▸ Directions for this task:
Extract, exactly as written, all lines of the material below from the line that includes "the dark marking" through its last line.

▸ Information supplied:
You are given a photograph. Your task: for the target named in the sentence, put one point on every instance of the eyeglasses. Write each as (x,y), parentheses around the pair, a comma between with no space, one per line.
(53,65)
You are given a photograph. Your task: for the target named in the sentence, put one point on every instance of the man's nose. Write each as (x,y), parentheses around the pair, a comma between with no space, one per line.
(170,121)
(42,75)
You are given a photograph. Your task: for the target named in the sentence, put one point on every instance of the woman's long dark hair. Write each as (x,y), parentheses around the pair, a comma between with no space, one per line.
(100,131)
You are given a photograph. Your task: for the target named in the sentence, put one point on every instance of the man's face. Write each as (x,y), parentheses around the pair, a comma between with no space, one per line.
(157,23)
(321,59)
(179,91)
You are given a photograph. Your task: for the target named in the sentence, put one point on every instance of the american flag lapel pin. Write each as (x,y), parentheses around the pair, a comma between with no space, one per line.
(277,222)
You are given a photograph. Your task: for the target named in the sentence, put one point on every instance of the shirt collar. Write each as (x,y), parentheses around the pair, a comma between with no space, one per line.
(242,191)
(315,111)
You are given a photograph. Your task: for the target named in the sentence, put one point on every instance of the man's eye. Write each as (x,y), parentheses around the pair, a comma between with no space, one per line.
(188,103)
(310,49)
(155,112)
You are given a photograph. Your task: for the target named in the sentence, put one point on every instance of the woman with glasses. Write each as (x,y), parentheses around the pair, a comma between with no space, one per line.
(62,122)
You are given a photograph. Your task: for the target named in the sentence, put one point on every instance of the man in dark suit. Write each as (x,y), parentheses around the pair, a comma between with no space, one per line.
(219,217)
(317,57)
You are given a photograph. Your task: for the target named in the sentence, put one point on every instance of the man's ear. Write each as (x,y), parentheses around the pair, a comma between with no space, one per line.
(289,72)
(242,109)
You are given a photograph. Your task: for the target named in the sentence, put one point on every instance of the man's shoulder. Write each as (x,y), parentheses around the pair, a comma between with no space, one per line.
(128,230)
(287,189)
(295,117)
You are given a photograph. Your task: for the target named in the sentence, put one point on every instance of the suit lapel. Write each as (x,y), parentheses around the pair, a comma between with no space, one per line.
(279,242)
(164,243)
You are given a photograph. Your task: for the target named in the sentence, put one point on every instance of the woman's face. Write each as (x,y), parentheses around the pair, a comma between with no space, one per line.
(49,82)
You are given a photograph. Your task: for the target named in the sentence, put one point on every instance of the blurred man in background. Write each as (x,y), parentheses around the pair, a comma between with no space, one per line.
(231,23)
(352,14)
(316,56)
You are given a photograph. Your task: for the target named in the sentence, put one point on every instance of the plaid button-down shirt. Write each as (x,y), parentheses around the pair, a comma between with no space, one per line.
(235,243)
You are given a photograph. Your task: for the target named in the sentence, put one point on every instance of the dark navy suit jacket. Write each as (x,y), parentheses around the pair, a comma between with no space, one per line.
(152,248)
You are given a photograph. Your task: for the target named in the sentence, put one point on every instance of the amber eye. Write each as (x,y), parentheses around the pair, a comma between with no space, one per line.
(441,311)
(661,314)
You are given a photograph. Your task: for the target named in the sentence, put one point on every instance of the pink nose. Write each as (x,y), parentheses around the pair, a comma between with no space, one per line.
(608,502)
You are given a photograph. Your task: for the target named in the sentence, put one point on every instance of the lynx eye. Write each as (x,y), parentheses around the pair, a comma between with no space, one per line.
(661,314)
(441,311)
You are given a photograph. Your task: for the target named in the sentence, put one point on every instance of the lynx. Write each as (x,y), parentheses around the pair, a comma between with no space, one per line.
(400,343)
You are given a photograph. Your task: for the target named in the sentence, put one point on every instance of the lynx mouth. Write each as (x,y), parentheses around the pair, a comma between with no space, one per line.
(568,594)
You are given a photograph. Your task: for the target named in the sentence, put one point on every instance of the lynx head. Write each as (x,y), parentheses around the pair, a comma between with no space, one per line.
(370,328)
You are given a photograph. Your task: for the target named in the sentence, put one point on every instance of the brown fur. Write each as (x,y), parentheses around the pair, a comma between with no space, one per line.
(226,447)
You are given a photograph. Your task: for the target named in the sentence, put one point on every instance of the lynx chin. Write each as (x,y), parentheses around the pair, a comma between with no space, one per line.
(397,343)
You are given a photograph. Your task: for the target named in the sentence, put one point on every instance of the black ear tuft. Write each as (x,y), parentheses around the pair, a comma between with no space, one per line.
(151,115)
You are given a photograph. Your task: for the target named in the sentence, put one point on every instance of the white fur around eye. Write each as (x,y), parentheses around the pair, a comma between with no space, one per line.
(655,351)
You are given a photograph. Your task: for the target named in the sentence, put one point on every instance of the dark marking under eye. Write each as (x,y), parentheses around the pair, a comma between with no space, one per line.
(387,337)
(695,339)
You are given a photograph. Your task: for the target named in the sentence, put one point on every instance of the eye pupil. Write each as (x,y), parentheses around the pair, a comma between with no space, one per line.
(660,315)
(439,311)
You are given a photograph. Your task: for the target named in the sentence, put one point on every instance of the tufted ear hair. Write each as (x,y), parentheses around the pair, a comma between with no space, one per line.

▸ Solution to the exercise:
You are given a photograph. Your task: for the target named in the sentence, put one point on every instance of the dark marking under eye. Write each as (x,y), parentheses around the pair, a comma between with no space, one per line.
(387,337)
(695,339)
You are given a photograph. Your task: for the target named in the sentence, put one point on every instance of the eye pupil. Write each as (x,y), parentheses around the pair, a comma between with no space, one per line.
(660,315)
(439,311)
You are given a photograph. Your task: for the target named in the sentence, put one point on every instance of the tufted ear hair. Write each as (x,y), parentheses around the pair, a comma between with no space, one per line.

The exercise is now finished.